| SHORT EXERCISE |
In the records below, find the line containing "Each instance receives one keypoint. Mark the health", then extract that line and all subsequent lines exactly, leaving out everything else.

[Records excerpted from a collection]
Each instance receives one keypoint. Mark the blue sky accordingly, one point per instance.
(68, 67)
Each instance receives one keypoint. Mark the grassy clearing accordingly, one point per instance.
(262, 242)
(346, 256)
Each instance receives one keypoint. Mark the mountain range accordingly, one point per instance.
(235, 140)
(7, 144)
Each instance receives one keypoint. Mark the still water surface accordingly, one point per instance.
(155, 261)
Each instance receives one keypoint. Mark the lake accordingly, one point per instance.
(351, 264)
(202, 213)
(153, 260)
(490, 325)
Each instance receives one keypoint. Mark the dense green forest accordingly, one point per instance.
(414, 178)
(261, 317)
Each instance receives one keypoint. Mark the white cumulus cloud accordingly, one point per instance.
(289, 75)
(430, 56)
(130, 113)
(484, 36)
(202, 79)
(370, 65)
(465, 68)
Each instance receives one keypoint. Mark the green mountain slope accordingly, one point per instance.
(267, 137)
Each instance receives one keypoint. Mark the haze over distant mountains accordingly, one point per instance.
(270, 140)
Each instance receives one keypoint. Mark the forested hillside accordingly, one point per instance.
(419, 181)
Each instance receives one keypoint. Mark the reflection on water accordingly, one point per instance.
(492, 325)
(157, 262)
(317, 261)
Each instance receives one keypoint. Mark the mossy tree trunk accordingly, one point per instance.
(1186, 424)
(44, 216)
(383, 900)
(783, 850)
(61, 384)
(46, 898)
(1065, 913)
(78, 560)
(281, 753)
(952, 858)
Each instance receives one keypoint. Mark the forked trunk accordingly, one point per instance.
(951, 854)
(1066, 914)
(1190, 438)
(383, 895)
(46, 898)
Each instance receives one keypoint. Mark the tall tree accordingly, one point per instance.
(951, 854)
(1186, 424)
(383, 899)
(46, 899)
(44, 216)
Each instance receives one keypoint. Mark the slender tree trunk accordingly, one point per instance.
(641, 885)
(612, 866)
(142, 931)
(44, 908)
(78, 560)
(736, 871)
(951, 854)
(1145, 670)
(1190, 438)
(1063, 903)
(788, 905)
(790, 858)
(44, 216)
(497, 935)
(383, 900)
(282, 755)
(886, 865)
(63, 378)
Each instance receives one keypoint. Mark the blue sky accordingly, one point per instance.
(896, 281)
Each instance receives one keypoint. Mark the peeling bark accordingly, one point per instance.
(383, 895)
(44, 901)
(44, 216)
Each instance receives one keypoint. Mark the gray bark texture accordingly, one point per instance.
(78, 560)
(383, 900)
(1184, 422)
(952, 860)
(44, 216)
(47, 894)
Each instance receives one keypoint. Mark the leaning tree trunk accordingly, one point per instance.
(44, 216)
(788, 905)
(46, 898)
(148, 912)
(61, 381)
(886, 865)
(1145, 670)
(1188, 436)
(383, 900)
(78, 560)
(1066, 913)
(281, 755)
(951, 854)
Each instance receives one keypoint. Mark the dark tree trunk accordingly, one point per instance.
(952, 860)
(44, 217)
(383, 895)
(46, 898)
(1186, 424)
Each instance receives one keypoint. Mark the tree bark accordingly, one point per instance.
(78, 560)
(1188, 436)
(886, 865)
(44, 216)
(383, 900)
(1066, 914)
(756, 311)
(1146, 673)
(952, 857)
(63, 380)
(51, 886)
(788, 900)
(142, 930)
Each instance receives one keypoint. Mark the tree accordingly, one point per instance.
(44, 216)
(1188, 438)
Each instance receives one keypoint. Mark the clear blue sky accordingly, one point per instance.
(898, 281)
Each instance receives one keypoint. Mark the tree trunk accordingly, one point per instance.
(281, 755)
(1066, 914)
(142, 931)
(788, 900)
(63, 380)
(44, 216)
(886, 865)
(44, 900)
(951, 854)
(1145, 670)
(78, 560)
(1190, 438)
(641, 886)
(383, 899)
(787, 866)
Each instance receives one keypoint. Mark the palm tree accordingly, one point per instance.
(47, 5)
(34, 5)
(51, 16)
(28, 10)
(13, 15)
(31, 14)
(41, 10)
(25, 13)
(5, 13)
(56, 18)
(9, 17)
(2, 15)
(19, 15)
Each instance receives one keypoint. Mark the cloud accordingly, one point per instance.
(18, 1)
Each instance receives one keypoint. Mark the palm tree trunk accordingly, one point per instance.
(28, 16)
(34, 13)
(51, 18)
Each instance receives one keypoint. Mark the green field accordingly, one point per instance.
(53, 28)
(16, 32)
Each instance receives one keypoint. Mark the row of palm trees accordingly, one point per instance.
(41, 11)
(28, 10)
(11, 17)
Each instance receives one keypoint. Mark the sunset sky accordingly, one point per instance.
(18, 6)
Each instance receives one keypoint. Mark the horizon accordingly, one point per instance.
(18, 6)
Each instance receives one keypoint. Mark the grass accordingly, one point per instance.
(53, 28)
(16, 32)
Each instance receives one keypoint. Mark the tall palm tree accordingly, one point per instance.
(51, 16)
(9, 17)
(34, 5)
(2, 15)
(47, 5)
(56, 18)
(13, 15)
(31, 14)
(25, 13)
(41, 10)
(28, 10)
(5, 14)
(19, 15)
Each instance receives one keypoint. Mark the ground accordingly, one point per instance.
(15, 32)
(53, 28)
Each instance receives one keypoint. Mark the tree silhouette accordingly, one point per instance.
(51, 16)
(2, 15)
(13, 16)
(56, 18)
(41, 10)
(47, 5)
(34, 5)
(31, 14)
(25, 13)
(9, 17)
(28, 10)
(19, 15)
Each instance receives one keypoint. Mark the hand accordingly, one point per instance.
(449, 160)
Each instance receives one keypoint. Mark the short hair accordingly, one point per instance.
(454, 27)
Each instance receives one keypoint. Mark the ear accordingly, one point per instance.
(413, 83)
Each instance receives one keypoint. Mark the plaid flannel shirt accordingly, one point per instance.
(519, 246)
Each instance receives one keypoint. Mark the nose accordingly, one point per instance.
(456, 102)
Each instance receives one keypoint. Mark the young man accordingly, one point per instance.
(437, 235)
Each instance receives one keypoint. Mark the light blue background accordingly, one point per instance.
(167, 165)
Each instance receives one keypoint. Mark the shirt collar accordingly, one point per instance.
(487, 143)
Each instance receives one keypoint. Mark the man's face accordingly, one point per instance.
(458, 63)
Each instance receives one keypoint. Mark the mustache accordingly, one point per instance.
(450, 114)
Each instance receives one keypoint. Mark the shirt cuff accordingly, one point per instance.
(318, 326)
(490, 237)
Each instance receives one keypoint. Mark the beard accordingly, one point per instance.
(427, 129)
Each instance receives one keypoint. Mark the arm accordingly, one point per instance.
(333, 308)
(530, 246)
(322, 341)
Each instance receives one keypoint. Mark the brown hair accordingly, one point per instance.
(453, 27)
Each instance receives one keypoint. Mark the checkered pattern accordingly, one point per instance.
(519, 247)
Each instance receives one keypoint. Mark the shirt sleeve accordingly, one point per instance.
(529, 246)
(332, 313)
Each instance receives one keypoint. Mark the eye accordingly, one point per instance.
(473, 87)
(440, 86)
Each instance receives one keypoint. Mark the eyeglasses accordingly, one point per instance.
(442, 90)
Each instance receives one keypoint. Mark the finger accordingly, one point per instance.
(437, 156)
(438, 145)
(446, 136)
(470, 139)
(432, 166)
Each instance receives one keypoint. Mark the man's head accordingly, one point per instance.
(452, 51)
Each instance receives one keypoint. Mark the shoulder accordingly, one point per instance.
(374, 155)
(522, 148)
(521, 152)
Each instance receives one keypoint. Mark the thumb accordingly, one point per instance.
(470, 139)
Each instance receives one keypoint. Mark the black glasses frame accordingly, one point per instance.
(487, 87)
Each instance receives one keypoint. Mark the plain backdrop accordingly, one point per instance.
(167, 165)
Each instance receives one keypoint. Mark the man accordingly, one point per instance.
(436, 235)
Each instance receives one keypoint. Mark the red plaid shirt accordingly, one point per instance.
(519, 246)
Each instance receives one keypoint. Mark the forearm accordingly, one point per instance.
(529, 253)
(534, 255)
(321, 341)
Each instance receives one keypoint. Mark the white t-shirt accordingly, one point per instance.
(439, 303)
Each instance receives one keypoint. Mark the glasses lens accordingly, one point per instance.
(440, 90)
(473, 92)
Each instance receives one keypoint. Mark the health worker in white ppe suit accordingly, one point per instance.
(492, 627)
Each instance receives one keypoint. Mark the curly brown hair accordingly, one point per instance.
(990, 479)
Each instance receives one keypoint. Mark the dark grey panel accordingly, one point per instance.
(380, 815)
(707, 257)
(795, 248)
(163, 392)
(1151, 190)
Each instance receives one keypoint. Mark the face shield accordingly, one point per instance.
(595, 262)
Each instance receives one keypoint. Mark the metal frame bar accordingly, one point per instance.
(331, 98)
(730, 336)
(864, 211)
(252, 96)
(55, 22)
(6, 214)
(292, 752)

| COMPLETE OUTPUT |
Each instance receives one keypoint. Mark the health worker in white ppe suit accordingly, one point per instance.
(492, 627)
Each instance receives one keypoint. Mark the curly brown hair accordingly, one point per instance.
(990, 479)
Each instance receives one keypoint. Mark the dark grey panel accordingly, one point per instance.
(380, 815)
(707, 257)
(795, 248)
(163, 392)
(1151, 190)
Each instance receives one keypoint. Mark the face shield accordingly, one point per instance.
(595, 262)
Each instance receives one keypoint. Mark the metal frame bar accordingly, one point per instance.
(331, 98)
(730, 336)
(864, 211)
(252, 96)
(55, 22)
(6, 214)
(292, 752)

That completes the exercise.